▸ Texte fourni:
((

Prendre l'avion est devenu un sale moment à passer pour bien des voyageurs. Les aéroports sont souvent bondés, les mesures de sécurité, poussées à l'extrême, et le degré de stress, élevé. À mille lieues de l'aura de glamour qui entourait le transport aérien dans les années 70.

Prendre l'avion est devenu un sale moment à passer pour bien des voyageurs. Les aéroports sont souvent bondés, les mesures de sécurité, poussées à l'extrême, et le degré de stress, élevé. À mille lieues de l'aura de glamour qui entourait le transport aérien dans les années 70.

Aux États-Unis, 2007 aura été la pire année de l'histoire pour les passagers. Le quart des avions ont décollé en retard entre janvier et novembre, ce qui représente 1,6 million de vols.

Et en moyenne, 415 vols ont été carrément annulés... chaque jour! Bien des Américains se sentent aujourd'hui pris en otages d'un système au bord du gouffre.

La situation est plus saine dans les aéroports canadiens. D'importantes sommes ont été investies depuis 15 ans et les travaux d'amélioration se poursuivent.

Mais vu le rôle central des États-Unis dans le système aérien mondial, des experts parlent d'un risque de «contamination».

Le stress avant le vol

Robert Lazarus et sa femme ont vécu l'angoisse à Buenos Aires. Ils devaient quitter la capitale argentine pour Montréal samedi soir dernier, mais leur avion a décollé sans eux. Comme 90 autres passagers d'Air Canada, ils sont restés coincés pendant des heures à l'aéroport sans recevoir aucune explication.

Le couple est finalement rentré à la maison... hier matin! «On a été laissés à nous-mêmes, raconte l'homme d'affaires de Vaudreuil. Jusqu'à maintenaant, ceux qui sont revenus, comme nous, c'est grâce à leurs propres moyens et à leur ténacité.»

Le cafouillage vécu par les Lazarus représente un cas extrême. Mais sans vivre pareille situation, de plus en plus de voyageurs ressentent une bonne dose de stress quand vient le temps de filer vers l'aéroport.

Depuis un certain 11 septembre, le passage aux contrôles de sécurité s'est transformé en exercice long et fastidieux. Les aéroports sont bondés et les files d'attente, souvent interminables aux heures de pointe. Les retards se multiplient.

«C'est une époque difficile pour les passagers, et ça empirera avec le temps», dit le professeur Andrew Robert Thomas, de l'Université d'Akron (Ohio), auteur de plusieurs livres sur l'industrie aérienne.

Pourquoi un tel pessimisme? Parce qu'à moins d'une nouvelle catastrophe, le transport aérien continuera de gagner en popularité au cours des prochaines années.

))

▸ Exercice:
Restituez à l'identique, dans le texte sur le transport aérien, tout ce qui va de « La situation est » jusqu'à « d'amélioration se poursuivent. ». La liste qui suit n'intervient en rien dans ce travail.

▸ Données collectées:
((

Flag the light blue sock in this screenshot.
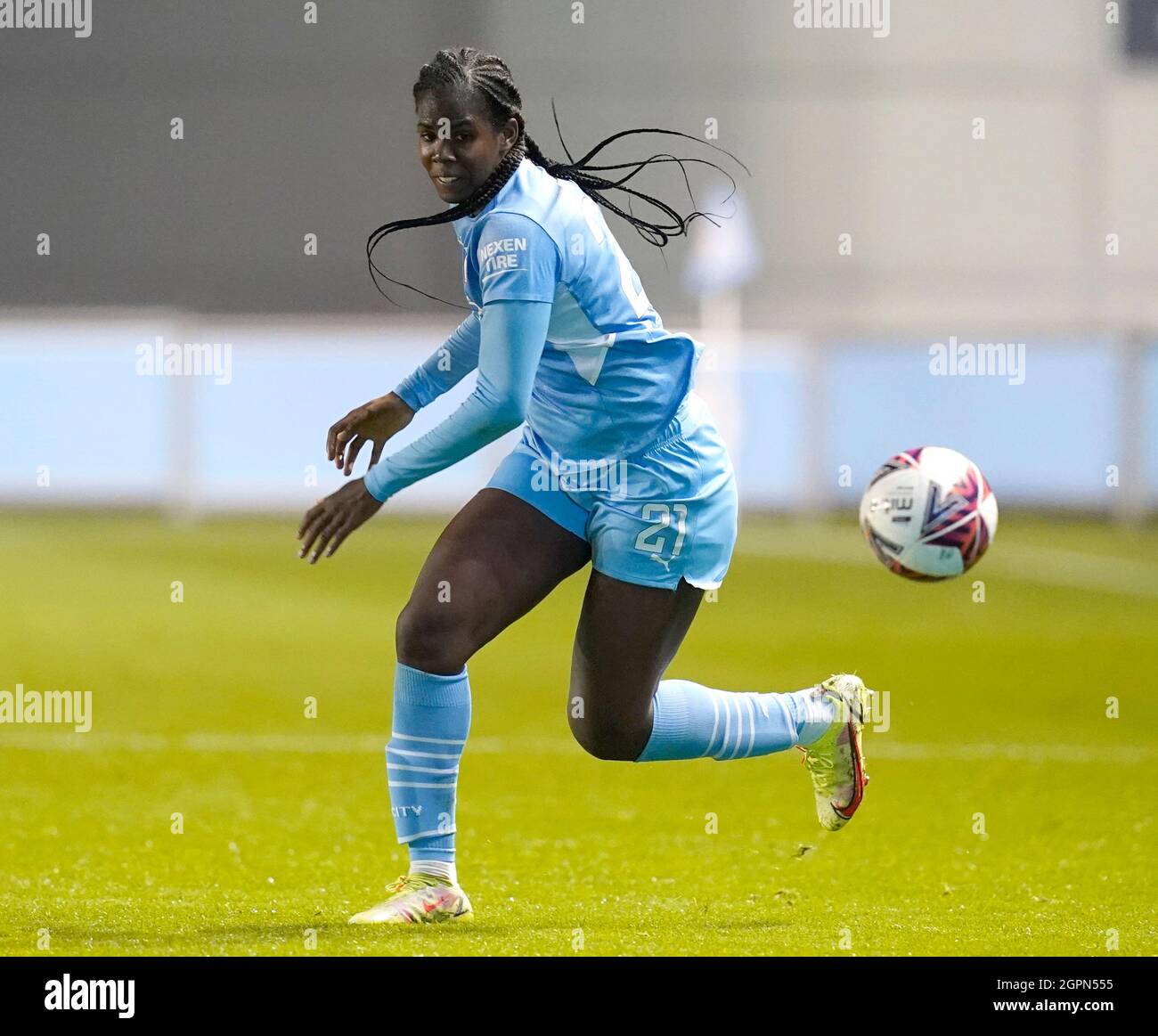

))

▸ Exercice résolu:
La situation est plus saine dans les aéroports canadiens. D'importantes sommes ont été investies depuis 15 ans et les travaux d'amélioration se poursuivent.